Data items

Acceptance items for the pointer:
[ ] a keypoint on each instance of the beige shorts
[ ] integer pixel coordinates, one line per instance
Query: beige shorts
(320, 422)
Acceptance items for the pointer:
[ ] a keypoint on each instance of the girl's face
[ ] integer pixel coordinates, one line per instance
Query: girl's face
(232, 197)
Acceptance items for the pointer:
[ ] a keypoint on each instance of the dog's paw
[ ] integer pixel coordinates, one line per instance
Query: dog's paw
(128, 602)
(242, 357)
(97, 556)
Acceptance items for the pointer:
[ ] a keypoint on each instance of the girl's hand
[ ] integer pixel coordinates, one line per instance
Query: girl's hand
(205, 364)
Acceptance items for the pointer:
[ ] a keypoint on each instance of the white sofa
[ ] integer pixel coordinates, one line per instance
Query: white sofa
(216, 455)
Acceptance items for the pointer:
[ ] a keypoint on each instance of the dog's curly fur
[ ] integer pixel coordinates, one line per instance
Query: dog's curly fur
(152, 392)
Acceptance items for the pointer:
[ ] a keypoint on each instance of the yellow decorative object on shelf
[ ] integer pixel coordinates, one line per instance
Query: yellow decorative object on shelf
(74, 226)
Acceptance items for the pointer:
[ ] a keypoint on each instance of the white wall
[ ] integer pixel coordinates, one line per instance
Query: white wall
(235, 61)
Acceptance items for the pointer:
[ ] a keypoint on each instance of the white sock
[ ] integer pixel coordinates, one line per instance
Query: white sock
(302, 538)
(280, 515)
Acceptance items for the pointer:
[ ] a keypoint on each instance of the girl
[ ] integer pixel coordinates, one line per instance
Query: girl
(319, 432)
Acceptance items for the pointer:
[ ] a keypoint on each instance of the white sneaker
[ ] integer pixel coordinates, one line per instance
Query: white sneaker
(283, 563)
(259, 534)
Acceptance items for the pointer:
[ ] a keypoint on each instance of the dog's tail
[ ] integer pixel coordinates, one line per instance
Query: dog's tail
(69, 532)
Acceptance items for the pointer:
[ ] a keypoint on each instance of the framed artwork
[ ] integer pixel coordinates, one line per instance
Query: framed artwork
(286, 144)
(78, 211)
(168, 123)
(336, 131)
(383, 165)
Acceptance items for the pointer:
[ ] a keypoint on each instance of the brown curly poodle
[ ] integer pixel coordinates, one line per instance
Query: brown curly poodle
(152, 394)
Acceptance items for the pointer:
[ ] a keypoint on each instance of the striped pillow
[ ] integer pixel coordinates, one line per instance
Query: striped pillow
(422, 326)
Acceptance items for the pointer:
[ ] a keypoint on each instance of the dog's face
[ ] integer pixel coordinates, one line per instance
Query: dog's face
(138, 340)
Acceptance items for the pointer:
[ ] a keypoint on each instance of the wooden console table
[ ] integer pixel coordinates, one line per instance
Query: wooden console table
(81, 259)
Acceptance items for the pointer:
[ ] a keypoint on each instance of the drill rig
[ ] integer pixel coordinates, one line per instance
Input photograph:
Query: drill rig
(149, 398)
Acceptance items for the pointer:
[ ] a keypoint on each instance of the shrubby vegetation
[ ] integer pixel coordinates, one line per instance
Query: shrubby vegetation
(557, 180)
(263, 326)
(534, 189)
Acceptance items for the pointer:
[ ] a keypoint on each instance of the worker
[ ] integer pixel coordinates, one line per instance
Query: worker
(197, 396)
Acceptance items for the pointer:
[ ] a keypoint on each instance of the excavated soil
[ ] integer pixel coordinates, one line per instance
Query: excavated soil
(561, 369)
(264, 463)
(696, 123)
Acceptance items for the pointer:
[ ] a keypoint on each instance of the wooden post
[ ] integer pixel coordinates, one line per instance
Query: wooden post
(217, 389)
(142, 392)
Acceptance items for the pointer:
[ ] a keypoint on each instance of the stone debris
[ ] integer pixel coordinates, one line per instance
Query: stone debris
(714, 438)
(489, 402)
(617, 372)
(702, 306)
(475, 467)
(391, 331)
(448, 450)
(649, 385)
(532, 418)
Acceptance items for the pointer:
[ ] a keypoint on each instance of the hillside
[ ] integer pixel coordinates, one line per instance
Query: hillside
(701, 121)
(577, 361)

● **WHAT IS REQUIRED**
Repeat the data above. Change nothing.

● **SOLUTION TO THIS EXERCISE**
Acceptance items for the pointer:
[ ] a keypoint on each instance of the beige shorts
[ ] integer pixel coordinates, one line per instance
Query: beige shorts
(320, 422)
Acceptance items for the pointer:
[ ] a keypoint on each instance of the girl's face
[ ] integer pixel coordinates, one line per instance
Query: girl's face
(232, 197)
Acceptance items for the pointer:
[ ] a keypoint on each instance of the dog's paw
[ ] integer pixel coordinates, one line per instance
Query: dog's paw
(128, 602)
(242, 357)
(97, 556)
Acceptance items for the pointer:
[ ] a keypoint on each instance of the girl's hand
[ ] integer pixel coordinates, one line per instance
Query: girl's hand
(205, 364)
Acceptance items for the pointer:
[ ] a keypoint on each instance of the white sofa
[ ] integer pixel coordinates, one line per instance
Query: white sofa
(216, 455)
Acceptance items for the pointer:
[ ] a keypoint on each instance of the dog's curly fur
[ ] integer pixel coordinates, one line per instance
Query: dog's curly fur
(152, 392)
Acceptance items for the pointer:
[ ] a keypoint on each instance of the yellow decorative object on shelf
[ ] integer pixel coordinates, one line per instance
Query: yellow decorative object on shelf
(74, 226)
Acceptance items for the pointer:
[ ] a keypoint on each instance of the white wall
[ ] integer pixel coordinates, one line per instance
Query: white wall
(235, 61)
Acceptance items for the pointer:
[ ] a keypoint on each instance of the white sock
[ ] integer pixel coordinates, one line per instance
Query: white sock
(302, 538)
(280, 515)
Acceptance items for the pointer:
[ ] a keypoint on each instance of the girl
[ ] integer pixel coordinates, one line per instance
Query: girl
(319, 432)
Acceptance items for the pointer:
[ ] a keypoint on each instance of the white sneaker
[ ] integer pixel coordinates, one line per instance
Query: white sneaker
(283, 563)
(259, 534)
Acceptance items for the pointer:
[ ] a keypoint on each instance of the dog's tail
[ ] integer pixel coordinates, one line per instance
Query: dog's tail
(69, 532)
Acceptance items for the pointer:
[ ] a keypoint on each instance of the framed artwork
[ ] integer pixel coordinates, one line per instance
Query: framed artwork
(286, 144)
(78, 211)
(168, 123)
(336, 131)
(383, 165)
Acceptance items for the pointer:
[ ] a keypoint on each instance of the brown curly poodle
[ ] integer pixel coordinates, one line per instance
Query: brown curly poodle
(152, 394)
Acceptance items for the pointer:
[ ] a keypoint on each instance of the striped pillow
[ ] integer pixel coordinates, one line per instance
Query: striped pillow
(422, 326)
Acceptance items for the pointer:
[ ] a keypoint on each instance of the dog's face
[ ] integer pixel coordinates, one line per instance
Query: dog's face
(138, 340)
Acceptance items for the pointer:
[ ] a keypoint on each instance of the wooden console table
[ ] integer pixel coordinates, one line per instance
Query: wooden console table
(81, 259)
Acceptance items for the pointer:
[ ] a keypoint on each instance of the drill rig
[ ] integer pixel coordinates, one line per instance
Input photograph:
Query: drill rig
(149, 398)
Acceptance items for the pointer:
[ ] a keypoint on each instance of the shrubby vegetation
[ ] integer pixel coordinates, one line per instance
Query: shrubby vegetation
(557, 180)
(263, 326)
(534, 189)
Acceptance items for the pointer:
[ ] a keypoint on each instance of the worker
[ ] integer pixel coordinates, one line per instance
Query: worker
(197, 396)
Acceptance items for the pointer:
[ ] a keypoint on each instance of the excavated soil
[ ] integer pixel coordinates, one line per instance
Query: excavated soil
(561, 369)
(264, 463)
(696, 123)
Acceptance items for the pointer:
[ ] a keypoint on each instance of the wooden post
[ ] integer pixel coordinates, one line per instance
Query: wooden post
(217, 389)
(142, 392)
Acceptance items for the pointer:
[ ] a keypoint on each instance of the stone debris
[ ] integer pixel coordinates, one line per instance
Query: stone debris
(714, 438)
(489, 402)
(617, 372)
(702, 306)
(475, 467)
(391, 331)
(448, 450)
(649, 385)
(532, 418)
Acceptance items for the pointer:
[ ] a keypoint on each instance of the hillside
[ ] integer pixel coordinates, one line per instance
Query: hillside
(701, 121)
(577, 361)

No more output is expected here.